- [Passage given]:
····················
From: Qi Zheng <qi.zheng@linux.dev>
To: Zi Yan <ziy@nvidia.com>,
"David Hildenbrand (Arm)" <david@kernel.org>,
akpm@linux-foundation.org, ljs@kernel.org,
baolin.wang@linux.alibaba.com, liam@infradead.org,
npache@redhat.com, ryan.roberts@arm.com, dev.jain@arm.com,
baohua@kernel.org, lance.yang@linux.dev, muchun.song@linux.dev,
osalvador@suse.de, chrisl@kernel.org, kasong@tencent.com,
shikemeng@huaweicloud.com, nphamcs@gmail.com,
baoquan.he@linux.dev, youngjun.park@lge.com, peterx@redhat.com,
usama.arif@linux.dev, willy@infradead.org, vbabka@kernel.org,
surenb@google.com, mhocko@suse.com, jackmanb@google.com,
hannes@cmpxchg.org
Cc: linux-mm@kvack.org, linux-kernel@vger.kernel.org,
Qi Zheng <zhengqi.arch@bytedance.com>
Subject: Re: [RFC PATCH 0/8] Introducte Reserved THP
Date: Thu, 2 Jul 2026 10:53:21 +0800 [thread overview]
Message-ID: <ba68b5c0-b419-4191-8c04-2fc9a2e04f0c@linux.dev> (raw)
In-Reply-To: <DJMS84Y4KYDY.26GNQPOZ6G4L7@nvidia.com>
On 7/1/26 7:45 AM, Zi Yan wrote:
> On Mon Jun 29, 2026 at 8:20 AM EDT, David Hildenbrand (Arm) wrote:
>> On 6/27/26 09:21, Qi Zheng wrote:
>>> From: Qi Zheng <zhengqi.arch@bytedance.com>
>>>
>>> Hi all,
>>>
>>
>> Hi,
>>
>>> This RFC patchset introduces a new feature called "Reserved THP", and I'd like
>>> to open up a discussion on how to use this as a stepping stone toward unifying
>>> HugeTLB and THP (Transparent Huge Page).
>>>
>>> 1. Background
>>> =============
>>>
>>> Currently, two huge page solutions co-exist in the kernel:
>>>
>>> 1. HugeTLB: Supports reservation, guaranteeing successful allocation within the
>>> reserved pool. However, it does not support features like swap. And
>>> it is a relatively independent subsystem.
>>> 2. THP: Does not support reservation and may fail to allocate and fallback to
>>> small pages when system memory is fragmented, but it is more tightly
>>> integrated with mm core and supports features like swap.
>>>
>>> Both have their pros and cons. However, in one of our internal scenarios, it
>>> seems we need to combine the features of both to meet the requirements.
>>>
>>> In our internal scenario, a user process needs to reserve double the amount
>>> of Hugetlb memory due to hot-upgrade requirements. For example, if the
>>> process needs 16GB of Hugetlb, an additional 16GB is required during the
>>> hot-upgrade to satisfy memory allocations. After the upgrade, the old
>>> process exits and releases the 16GB of HugeTLB. Therefore, in most cases,
>>> the extra 16GB of HugeTLB is wasted.
>>>
>>> A straightforward idea is to use the Hugetlb CMA feature, reserving a total
>>> of 32GB of hugetlb_cma. During normal operation, 16GB is consumed, and the
>>> remaining 16GB can be used by other processes. During hot-upgrade, we could
>>> try to migrate the memory used by other processes to allocate the required
>>> extra 16GB of Hugetlb. This might work, but it still requires reserving 32GB
>>> of memory.
····················
- [Set task a]:
Answer these questions from the Reserved THP message:
(i) What does HugeTLB support that guarantees successful allocation within the reserved pool?
(ii) What can THP fall back to when system memory is fragmented?
(iii) How much hugetlb_cma in total does the straightforward idea reserve?
The mailing-list message and the rows that follow it come from unrelated sources.
····················
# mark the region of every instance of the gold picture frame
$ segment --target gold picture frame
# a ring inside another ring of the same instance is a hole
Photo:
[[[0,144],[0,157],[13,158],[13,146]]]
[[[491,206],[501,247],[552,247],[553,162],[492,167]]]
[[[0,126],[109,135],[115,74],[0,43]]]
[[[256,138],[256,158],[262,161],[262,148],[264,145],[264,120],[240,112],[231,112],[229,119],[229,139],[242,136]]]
····················
- [Set task b]: Rewrite every row of Block 1 as a numbered list, omitting any blank lines.

- [Final answer a]:
(i) Reservation
(ii) Small pages
(iii) 32GB

- [Final answer b]:
1. # mark the region of every instance of the gold picture frame
2. $ segment --target gold picture frame
3. # a ring inside another ring of the same instance is a hole
4. Photo:
5. [[[0,144],[0,157],[13,158],[13,146]]]
6. [[[491,206],[501,247],[552,247],[553,162],[492,167]]]
7. [[[0,126],[109,135],[115,74],[0,43]]]
8. [[[256,138],[256,158],[262,161],[262,148],[264,145],[264,120],[240,112],[231,112],[229,119],[229,139],[242,136]]]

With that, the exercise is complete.